Add 30 to each coordinate value in the listing below, between the line containing "Could you please tag every instance of the green flag" and its final line, inclusive, and write out every one of those lines in full with that change and nothing else altered.

--- start of SUPPLIED ENTRIES ---

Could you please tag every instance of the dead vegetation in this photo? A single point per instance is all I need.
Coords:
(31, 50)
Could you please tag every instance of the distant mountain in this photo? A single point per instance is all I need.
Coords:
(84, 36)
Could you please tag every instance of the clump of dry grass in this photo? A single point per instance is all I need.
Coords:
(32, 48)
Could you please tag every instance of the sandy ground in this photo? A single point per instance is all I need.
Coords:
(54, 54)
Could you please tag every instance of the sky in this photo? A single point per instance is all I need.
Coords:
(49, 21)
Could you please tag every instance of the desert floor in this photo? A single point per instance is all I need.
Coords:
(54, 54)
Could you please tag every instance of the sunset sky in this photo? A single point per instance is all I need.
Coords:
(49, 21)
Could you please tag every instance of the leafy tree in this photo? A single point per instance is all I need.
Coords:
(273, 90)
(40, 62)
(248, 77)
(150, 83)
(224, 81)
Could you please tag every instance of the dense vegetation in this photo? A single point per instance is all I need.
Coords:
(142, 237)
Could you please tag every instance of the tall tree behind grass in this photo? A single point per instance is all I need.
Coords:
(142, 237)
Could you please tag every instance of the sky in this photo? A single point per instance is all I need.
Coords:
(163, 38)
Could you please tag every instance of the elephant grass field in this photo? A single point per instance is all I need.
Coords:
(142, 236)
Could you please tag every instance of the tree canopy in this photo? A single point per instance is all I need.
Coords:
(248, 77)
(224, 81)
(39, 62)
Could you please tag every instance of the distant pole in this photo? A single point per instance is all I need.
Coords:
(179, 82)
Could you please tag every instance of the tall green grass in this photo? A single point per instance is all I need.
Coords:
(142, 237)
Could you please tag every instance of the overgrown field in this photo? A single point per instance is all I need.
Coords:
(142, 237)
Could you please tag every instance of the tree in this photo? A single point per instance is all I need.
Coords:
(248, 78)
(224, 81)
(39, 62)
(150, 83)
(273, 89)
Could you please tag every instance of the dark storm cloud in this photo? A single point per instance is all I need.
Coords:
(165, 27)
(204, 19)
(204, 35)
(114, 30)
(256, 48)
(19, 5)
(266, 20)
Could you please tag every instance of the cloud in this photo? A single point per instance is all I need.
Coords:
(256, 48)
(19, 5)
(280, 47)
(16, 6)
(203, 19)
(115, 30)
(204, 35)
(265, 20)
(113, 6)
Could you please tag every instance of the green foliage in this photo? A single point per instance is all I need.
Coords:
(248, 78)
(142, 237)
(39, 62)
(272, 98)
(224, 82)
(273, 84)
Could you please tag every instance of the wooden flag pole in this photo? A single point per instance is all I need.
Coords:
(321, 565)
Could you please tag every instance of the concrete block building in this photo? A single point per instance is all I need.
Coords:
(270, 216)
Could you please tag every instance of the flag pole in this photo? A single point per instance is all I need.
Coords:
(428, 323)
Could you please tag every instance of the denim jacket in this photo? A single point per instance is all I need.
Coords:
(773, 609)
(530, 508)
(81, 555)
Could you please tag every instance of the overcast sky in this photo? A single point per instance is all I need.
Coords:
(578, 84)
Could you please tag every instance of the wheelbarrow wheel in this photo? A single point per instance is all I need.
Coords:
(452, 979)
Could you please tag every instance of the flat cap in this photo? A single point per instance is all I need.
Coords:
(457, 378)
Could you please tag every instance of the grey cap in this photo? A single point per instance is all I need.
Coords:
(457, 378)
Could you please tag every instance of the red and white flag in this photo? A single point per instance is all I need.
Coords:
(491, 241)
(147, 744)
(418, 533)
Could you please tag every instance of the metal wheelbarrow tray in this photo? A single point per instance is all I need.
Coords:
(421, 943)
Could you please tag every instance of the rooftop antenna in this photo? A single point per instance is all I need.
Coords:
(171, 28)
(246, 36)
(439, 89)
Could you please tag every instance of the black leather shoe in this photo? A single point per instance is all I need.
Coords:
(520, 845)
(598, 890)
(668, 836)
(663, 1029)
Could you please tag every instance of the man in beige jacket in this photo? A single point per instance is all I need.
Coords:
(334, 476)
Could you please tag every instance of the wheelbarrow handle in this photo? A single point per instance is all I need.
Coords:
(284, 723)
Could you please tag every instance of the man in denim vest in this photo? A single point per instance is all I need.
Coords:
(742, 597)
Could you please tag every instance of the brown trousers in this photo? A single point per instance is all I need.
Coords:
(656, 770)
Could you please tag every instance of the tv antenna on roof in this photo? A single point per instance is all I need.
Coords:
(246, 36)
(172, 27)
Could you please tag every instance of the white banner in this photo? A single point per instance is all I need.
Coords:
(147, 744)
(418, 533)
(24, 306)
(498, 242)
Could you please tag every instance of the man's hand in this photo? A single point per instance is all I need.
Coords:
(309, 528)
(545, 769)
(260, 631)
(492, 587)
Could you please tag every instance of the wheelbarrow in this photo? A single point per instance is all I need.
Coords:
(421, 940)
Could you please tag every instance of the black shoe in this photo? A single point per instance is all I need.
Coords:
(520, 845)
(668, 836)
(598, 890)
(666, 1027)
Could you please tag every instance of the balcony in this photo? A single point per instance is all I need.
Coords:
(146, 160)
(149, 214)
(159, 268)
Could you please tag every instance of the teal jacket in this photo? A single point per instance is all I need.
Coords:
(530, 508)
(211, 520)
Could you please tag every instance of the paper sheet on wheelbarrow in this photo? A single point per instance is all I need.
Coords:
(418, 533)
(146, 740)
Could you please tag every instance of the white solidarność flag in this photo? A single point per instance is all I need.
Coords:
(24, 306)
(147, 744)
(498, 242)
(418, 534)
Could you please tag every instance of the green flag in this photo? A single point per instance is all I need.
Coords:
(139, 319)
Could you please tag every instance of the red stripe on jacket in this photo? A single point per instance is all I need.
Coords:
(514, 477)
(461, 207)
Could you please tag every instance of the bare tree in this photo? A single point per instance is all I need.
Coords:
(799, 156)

--- end of SUPPLIED ENTRIES ---

*EXERCISE RESPONSE*
Could you please tag every instance of the green flag in this photo? A single point per instance is all I need.
Coords:
(169, 349)
Could you please tag every instance of the red stripe on jacket in this photo? A single point per instance is all I need.
Coords:
(544, 507)
(491, 237)
Could you please tag every instance of the bare tree in this photo? A single point per instance is all I need.
Coords:
(829, 186)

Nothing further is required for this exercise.